→ The task:
Will you quote only the lines starting at the one that contains "Verification task: does this scene contain any peaked" and ending with the last line of the listing below, inclusive?

→ Provided data:
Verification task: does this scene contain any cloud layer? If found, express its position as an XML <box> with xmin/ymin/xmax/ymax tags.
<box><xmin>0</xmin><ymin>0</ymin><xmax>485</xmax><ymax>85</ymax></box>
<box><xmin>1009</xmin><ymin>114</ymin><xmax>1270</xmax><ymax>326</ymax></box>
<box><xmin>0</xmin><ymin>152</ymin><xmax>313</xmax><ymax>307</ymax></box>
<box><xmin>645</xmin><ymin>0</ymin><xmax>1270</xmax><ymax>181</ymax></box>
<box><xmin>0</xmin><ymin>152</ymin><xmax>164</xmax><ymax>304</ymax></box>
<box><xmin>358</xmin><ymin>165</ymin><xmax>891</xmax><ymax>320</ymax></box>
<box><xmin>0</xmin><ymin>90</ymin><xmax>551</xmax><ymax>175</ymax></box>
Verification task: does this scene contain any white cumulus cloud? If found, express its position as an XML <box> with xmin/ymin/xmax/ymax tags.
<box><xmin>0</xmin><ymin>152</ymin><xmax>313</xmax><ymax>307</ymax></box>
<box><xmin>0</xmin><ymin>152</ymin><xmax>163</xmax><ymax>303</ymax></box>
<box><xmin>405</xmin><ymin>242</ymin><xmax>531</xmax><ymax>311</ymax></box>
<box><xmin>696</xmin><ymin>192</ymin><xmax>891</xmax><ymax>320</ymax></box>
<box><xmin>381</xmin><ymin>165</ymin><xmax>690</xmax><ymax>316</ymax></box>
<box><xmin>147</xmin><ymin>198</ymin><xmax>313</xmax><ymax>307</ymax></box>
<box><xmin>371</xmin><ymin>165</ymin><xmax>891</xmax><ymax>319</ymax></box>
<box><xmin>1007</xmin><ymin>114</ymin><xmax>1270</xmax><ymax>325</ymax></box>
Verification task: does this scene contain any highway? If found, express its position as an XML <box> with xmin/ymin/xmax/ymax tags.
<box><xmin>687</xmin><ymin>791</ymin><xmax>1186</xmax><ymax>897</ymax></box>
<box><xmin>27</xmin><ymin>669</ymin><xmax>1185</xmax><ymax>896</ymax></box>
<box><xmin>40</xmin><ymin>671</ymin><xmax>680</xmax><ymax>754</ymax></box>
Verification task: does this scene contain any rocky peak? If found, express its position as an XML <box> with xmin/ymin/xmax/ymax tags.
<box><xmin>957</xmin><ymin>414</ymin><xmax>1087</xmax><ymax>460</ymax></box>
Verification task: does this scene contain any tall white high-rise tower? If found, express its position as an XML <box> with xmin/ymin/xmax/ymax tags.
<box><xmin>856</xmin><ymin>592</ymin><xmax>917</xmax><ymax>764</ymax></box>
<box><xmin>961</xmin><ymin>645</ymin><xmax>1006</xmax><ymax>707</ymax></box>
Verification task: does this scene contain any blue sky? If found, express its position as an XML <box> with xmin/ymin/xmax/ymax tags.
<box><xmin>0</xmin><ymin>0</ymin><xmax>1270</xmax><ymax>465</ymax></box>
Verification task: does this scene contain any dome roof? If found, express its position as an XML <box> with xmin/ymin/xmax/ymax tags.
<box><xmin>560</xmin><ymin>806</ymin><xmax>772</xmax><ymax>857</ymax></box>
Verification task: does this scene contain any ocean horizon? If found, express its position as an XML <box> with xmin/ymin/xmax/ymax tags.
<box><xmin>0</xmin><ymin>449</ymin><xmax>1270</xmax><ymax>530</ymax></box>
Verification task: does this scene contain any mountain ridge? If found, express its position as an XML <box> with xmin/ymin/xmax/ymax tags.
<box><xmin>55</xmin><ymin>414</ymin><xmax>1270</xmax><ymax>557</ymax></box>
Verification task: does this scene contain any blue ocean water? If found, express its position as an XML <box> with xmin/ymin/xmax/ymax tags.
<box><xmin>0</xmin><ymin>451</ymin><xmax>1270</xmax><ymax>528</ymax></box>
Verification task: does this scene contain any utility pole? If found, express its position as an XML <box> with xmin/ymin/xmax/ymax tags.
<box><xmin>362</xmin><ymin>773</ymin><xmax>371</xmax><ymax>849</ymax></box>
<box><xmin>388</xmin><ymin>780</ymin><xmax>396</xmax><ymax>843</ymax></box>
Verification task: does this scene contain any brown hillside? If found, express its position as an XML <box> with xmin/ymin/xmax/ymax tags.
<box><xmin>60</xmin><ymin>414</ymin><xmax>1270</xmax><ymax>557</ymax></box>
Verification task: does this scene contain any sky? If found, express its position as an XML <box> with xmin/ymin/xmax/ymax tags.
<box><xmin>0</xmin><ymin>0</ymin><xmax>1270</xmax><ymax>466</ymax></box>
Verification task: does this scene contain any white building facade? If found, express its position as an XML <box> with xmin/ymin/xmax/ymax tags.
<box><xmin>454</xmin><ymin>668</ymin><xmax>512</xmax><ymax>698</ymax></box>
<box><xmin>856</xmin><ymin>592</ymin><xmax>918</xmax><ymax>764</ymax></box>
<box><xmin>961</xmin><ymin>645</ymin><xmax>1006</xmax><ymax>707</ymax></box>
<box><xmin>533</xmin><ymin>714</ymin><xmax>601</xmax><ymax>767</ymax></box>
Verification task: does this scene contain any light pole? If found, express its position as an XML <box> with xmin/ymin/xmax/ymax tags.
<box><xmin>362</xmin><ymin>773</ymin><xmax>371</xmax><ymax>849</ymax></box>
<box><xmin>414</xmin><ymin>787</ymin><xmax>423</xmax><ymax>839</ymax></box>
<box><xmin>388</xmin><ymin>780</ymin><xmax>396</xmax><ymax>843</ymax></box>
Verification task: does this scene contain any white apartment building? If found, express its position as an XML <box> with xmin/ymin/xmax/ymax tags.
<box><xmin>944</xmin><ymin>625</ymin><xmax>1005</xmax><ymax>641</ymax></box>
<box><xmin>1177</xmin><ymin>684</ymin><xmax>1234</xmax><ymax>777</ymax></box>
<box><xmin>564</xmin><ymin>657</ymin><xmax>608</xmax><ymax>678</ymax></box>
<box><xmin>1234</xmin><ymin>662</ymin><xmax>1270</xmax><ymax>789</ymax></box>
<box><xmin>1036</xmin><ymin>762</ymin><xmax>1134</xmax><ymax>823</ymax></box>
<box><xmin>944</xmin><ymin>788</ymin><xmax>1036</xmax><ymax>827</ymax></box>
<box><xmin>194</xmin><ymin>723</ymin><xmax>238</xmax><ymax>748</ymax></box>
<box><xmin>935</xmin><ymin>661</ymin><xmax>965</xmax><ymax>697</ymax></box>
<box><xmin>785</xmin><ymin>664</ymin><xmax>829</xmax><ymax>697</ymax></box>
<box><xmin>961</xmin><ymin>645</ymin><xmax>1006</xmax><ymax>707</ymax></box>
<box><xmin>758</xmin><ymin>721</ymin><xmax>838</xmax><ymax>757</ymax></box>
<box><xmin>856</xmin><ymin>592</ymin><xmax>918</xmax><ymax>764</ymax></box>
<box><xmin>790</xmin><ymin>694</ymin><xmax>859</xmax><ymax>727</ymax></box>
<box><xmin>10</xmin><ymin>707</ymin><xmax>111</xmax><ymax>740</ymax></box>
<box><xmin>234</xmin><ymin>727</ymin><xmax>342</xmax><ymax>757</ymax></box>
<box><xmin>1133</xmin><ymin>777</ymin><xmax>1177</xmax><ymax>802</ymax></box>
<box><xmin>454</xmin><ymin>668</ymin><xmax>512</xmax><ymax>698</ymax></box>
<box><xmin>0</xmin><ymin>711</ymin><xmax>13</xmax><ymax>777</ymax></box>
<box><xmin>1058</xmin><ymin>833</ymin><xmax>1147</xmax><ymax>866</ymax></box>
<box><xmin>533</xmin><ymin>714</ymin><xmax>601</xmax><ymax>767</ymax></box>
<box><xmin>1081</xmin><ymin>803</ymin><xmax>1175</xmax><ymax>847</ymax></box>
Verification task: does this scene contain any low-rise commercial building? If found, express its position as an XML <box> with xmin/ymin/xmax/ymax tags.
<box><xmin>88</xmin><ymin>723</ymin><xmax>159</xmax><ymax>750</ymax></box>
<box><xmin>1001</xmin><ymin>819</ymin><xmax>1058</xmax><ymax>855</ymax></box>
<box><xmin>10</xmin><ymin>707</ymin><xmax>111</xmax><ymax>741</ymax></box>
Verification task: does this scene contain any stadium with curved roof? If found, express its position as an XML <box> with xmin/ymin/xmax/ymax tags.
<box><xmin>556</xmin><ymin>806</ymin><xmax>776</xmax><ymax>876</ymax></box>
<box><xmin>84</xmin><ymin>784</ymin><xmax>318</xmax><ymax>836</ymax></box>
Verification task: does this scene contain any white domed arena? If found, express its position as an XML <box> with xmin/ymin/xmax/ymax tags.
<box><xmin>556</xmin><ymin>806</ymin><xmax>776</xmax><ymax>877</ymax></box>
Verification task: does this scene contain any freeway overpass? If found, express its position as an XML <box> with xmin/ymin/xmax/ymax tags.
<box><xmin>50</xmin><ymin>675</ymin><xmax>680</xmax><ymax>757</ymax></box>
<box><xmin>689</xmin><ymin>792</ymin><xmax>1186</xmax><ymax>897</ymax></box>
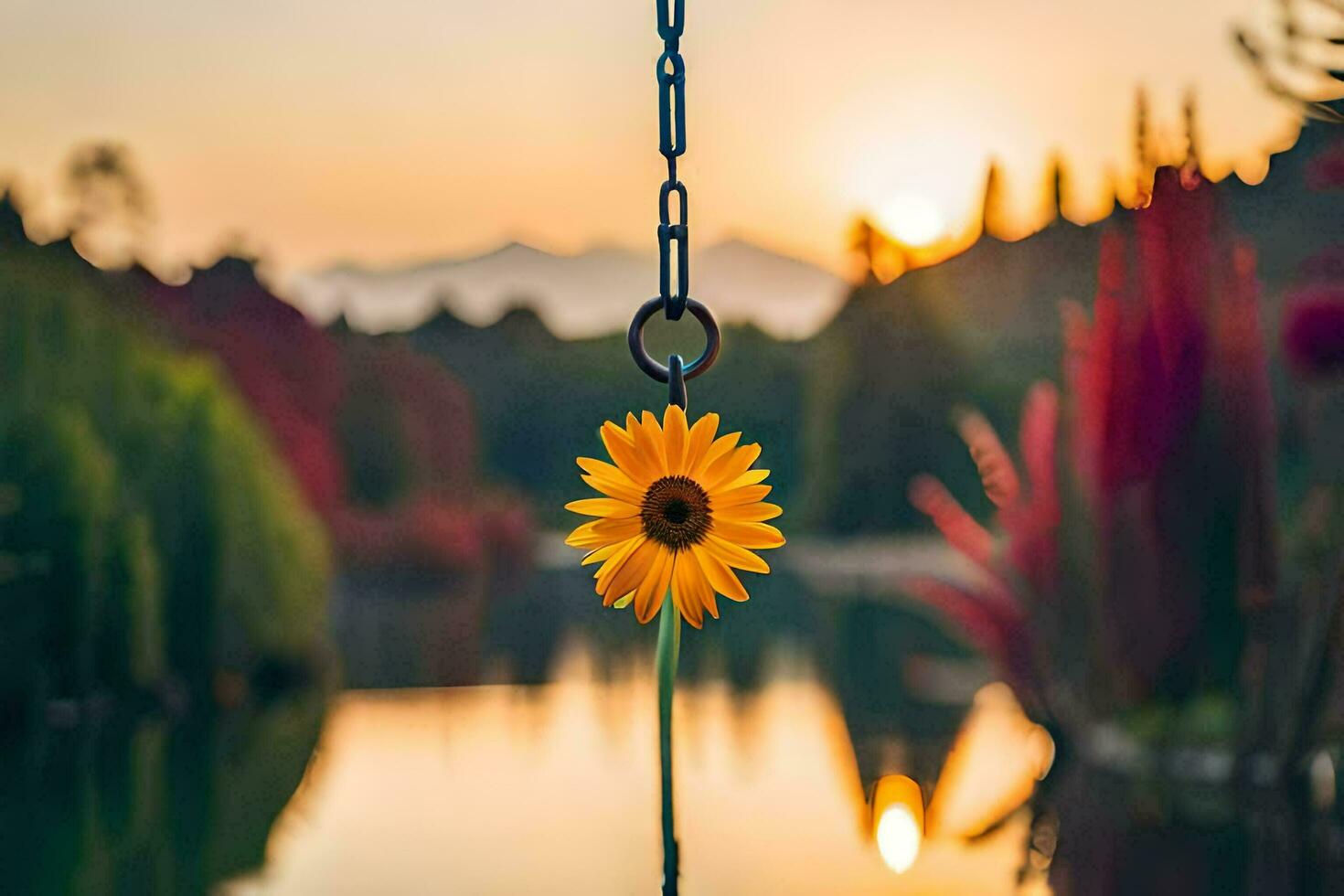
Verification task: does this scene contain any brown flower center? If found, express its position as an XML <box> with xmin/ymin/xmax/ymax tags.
<box><xmin>640</xmin><ymin>475</ymin><xmax>711</xmax><ymax>550</ymax></box>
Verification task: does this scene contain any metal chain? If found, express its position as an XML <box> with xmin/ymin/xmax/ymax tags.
<box><xmin>629</xmin><ymin>0</ymin><xmax>720</xmax><ymax>409</ymax></box>
<box><xmin>656</xmin><ymin>0</ymin><xmax>691</xmax><ymax>321</ymax></box>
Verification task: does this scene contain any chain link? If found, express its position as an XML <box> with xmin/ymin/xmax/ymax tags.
<box><xmin>627</xmin><ymin>0</ymin><xmax>720</xmax><ymax>405</ymax></box>
<box><xmin>656</xmin><ymin>0</ymin><xmax>691</xmax><ymax>321</ymax></box>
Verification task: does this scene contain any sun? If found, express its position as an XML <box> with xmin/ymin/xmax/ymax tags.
<box><xmin>872</xmin><ymin>192</ymin><xmax>947</xmax><ymax>247</ymax></box>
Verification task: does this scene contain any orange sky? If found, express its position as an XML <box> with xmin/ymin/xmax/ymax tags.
<box><xmin>0</xmin><ymin>0</ymin><xmax>1322</xmax><ymax>276</ymax></box>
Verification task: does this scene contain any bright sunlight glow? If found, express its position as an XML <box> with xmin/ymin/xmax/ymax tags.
<box><xmin>875</xmin><ymin>194</ymin><xmax>947</xmax><ymax>246</ymax></box>
<box><xmin>878</xmin><ymin>804</ymin><xmax>923</xmax><ymax>874</ymax></box>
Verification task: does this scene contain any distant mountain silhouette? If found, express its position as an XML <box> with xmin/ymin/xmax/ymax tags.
<box><xmin>289</xmin><ymin>240</ymin><xmax>848</xmax><ymax>338</ymax></box>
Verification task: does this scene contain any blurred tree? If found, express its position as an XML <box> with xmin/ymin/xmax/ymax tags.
<box><xmin>62</xmin><ymin>143</ymin><xmax>151</xmax><ymax>266</ymax></box>
<box><xmin>0</xmin><ymin>200</ymin><xmax>328</xmax><ymax>705</ymax></box>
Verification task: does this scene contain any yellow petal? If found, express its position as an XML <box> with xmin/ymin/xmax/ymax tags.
<box><xmin>564</xmin><ymin>517</ymin><xmax>643</xmax><ymax>548</ymax></box>
<box><xmin>672</xmin><ymin>550</ymin><xmax>707</xmax><ymax>629</ymax></box>
<box><xmin>575</xmin><ymin>457</ymin><xmax>644</xmax><ymax>504</ymax></box>
<box><xmin>689</xmin><ymin>432</ymin><xmax>741</xmax><ymax>482</ymax></box>
<box><xmin>580</xmin><ymin>541</ymin><xmax>625</xmax><ymax>567</ymax></box>
<box><xmin>603</xmin><ymin>421</ymin><xmax>657</xmax><ymax>487</ymax></box>
<box><xmin>683</xmin><ymin>414</ymin><xmax>719</xmax><ymax>475</ymax></box>
<box><xmin>700</xmin><ymin>443</ymin><xmax>761</xmax><ymax>495</ymax></box>
<box><xmin>592</xmin><ymin>535</ymin><xmax>644</xmax><ymax>596</ymax></box>
<box><xmin>711</xmin><ymin>520</ymin><xmax>784</xmax><ymax>548</ymax></box>
<box><xmin>564</xmin><ymin>498</ymin><xmax>640</xmax><ymax>520</ymax></box>
<box><xmin>633</xmin><ymin>411</ymin><xmax>668</xmax><ymax>480</ymax></box>
<box><xmin>580</xmin><ymin>473</ymin><xmax>645</xmax><ymax>507</ymax></box>
<box><xmin>691</xmin><ymin>544</ymin><xmax>749</xmax><ymax>602</ymax></box>
<box><xmin>709</xmin><ymin>485</ymin><xmax>770</xmax><ymax>513</ymax></box>
<box><xmin>719</xmin><ymin>470</ymin><xmax>770</xmax><ymax>492</ymax></box>
<box><xmin>699</xmin><ymin>533</ymin><xmax>770</xmax><ymax>572</ymax></box>
<box><xmin>635</xmin><ymin>546</ymin><xmax>675</xmax><ymax>624</ymax></box>
<box><xmin>598</xmin><ymin>539</ymin><xmax>664</xmax><ymax>604</ymax></box>
<box><xmin>714</xmin><ymin>501</ymin><xmax>784</xmax><ymax>523</ymax></box>
<box><xmin>663</xmin><ymin>404</ymin><xmax>691</xmax><ymax>475</ymax></box>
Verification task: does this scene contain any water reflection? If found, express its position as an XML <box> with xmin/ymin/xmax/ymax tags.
<box><xmin>233</xmin><ymin>649</ymin><xmax>1026</xmax><ymax>893</ymax></box>
<box><xmin>0</xmin><ymin>692</ymin><xmax>324</xmax><ymax>896</ymax></box>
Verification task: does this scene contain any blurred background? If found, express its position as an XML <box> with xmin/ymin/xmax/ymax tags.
<box><xmin>0</xmin><ymin>0</ymin><xmax>1344</xmax><ymax>893</ymax></box>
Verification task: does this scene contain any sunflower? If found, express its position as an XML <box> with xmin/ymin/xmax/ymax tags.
<box><xmin>564</xmin><ymin>404</ymin><xmax>784</xmax><ymax>629</ymax></box>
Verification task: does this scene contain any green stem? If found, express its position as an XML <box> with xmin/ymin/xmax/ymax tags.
<box><xmin>656</xmin><ymin>593</ymin><xmax>681</xmax><ymax>896</ymax></box>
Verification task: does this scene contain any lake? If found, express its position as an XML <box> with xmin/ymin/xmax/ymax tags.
<box><xmin>0</xmin><ymin>541</ymin><xmax>1344</xmax><ymax>895</ymax></box>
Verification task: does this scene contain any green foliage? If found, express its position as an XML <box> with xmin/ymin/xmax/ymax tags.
<box><xmin>395</xmin><ymin>286</ymin><xmax>978</xmax><ymax>532</ymax></box>
<box><xmin>0</xmin><ymin>238</ymin><xmax>328</xmax><ymax>699</ymax></box>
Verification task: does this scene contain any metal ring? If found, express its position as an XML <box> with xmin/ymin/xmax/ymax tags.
<box><xmin>629</xmin><ymin>295</ymin><xmax>721</xmax><ymax>383</ymax></box>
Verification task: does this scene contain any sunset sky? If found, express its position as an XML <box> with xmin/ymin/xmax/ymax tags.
<box><xmin>0</xmin><ymin>0</ymin><xmax>1322</xmax><ymax>278</ymax></box>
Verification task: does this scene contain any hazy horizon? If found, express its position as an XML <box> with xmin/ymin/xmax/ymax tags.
<box><xmin>0</xmin><ymin>0</ymin><xmax>1322</xmax><ymax>281</ymax></box>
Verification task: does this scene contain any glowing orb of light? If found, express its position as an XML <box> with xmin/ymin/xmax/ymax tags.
<box><xmin>878</xmin><ymin>804</ymin><xmax>923</xmax><ymax>874</ymax></box>
<box><xmin>874</xmin><ymin>192</ymin><xmax>947</xmax><ymax>246</ymax></box>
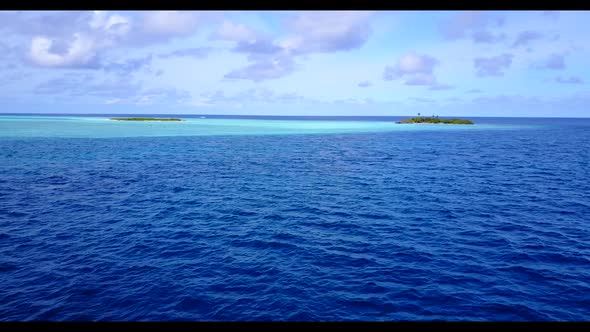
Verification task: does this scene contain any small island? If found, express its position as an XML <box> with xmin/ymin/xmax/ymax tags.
<box><xmin>110</xmin><ymin>118</ymin><xmax>184</xmax><ymax>121</ymax></box>
<box><xmin>396</xmin><ymin>117</ymin><xmax>473</xmax><ymax>124</ymax></box>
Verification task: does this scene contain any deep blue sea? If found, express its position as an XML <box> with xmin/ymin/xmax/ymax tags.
<box><xmin>0</xmin><ymin>115</ymin><xmax>590</xmax><ymax>321</ymax></box>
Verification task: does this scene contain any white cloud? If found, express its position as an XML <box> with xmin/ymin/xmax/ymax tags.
<box><xmin>281</xmin><ymin>11</ymin><xmax>373</xmax><ymax>53</ymax></box>
<box><xmin>143</xmin><ymin>11</ymin><xmax>201</xmax><ymax>36</ymax></box>
<box><xmin>28</xmin><ymin>33</ymin><xmax>96</xmax><ymax>67</ymax></box>
<box><xmin>211</xmin><ymin>21</ymin><xmax>257</xmax><ymax>42</ymax></box>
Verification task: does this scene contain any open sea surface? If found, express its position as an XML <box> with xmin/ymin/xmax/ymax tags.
<box><xmin>0</xmin><ymin>115</ymin><xmax>590</xmax><ymax>321</ymax></box>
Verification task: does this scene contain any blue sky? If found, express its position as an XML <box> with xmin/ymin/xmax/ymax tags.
<box><xmin>0</xmin><ymin>11</ymin><xmax>590</xmax><ymax>117</ymax></box>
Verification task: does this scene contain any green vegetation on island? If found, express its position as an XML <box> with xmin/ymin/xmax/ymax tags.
<box><xmin>111</xmin><ymin>118</ymin><xmax>184</xmax><ymax>121</ymax></box>
<box><xmin>397</xmin><ymin>116</ymin><xmax>473</xmax><ymax>124</ymax></box>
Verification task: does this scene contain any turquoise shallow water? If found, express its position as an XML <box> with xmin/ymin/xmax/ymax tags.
<box><xmin>0</xmin><ymin>115</ymin><xmax>526</xmax><ymax>138</ymax></box>
<box><xmin>0</xmin><ymin>116</ymin><xmax>590</xmax><ymax>321</ymax></box>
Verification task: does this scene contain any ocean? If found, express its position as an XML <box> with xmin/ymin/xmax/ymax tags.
<box><xmin>0</xmin><ymin>115</ymin><xmax>590</xmax><ymax>321</ymax></box>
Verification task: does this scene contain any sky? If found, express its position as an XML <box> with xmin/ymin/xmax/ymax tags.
<box><xmin>0</xmin><ymin>11</ymin><xmax>590</xmax><ymax>117</ymax></box>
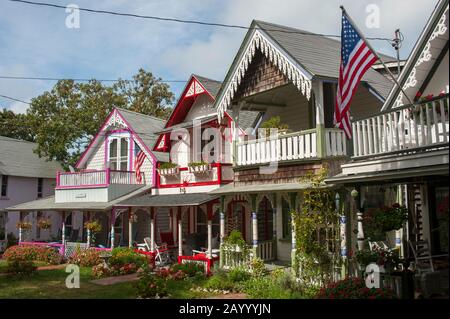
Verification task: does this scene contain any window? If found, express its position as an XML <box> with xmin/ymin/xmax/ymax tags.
<box><xmin>38</xmin><ymin>178</ymin><xmax>44</xmax><ymax>198</ymax></box>
<box><xmin>281</xmin><ymin>198</ymin><xmax>292</xmax><ymax>238</ymax></box>
<box><xmin>109</xmin><ymin>137</ymin><xmax>130</xmax><ymax>171</ymax></box>
<box><xmin>0</xmin><ymin>175</ymin><xmax>8</xmax><ymax>197</ymax></box>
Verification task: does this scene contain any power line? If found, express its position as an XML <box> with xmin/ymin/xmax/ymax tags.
<box><xmin>0</xmin><ymin>94</ymin><xmax>31</xmax><ymax>105</ymax></box>
<box><xmin>9</xmin><ymin>0</ymin><xmax>392</xmax><ymax>41</ymax></box>
<box><xmin>0</xmin><ymin>75</ymin><xmax>187</xmax><ymax>83</ymax></box>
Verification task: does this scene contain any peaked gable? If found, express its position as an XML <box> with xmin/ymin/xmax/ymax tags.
<box><xmin>383</xmin><ymin>0</ymin><xmax>449</xmax><ymax>110</ymax></box>
<box><xmin>76</xmin><ymin>108</ymin><xmax>164</xmax><ymax>169</ymax></box>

→ Written answer:
Verification task: does this scene contain any peaked gable? If found, express its position as an XML <box> with xmin/ymin/xmax/ymax tags.
<box><xmin>383</xmin><ymin>0</ymin><xmax>449</xmax><ymax>110</ymax></box>
<box><xmin>76</xmin><ymin>108</ymin><xmax>164</xmax><ymax>169</ymax></box>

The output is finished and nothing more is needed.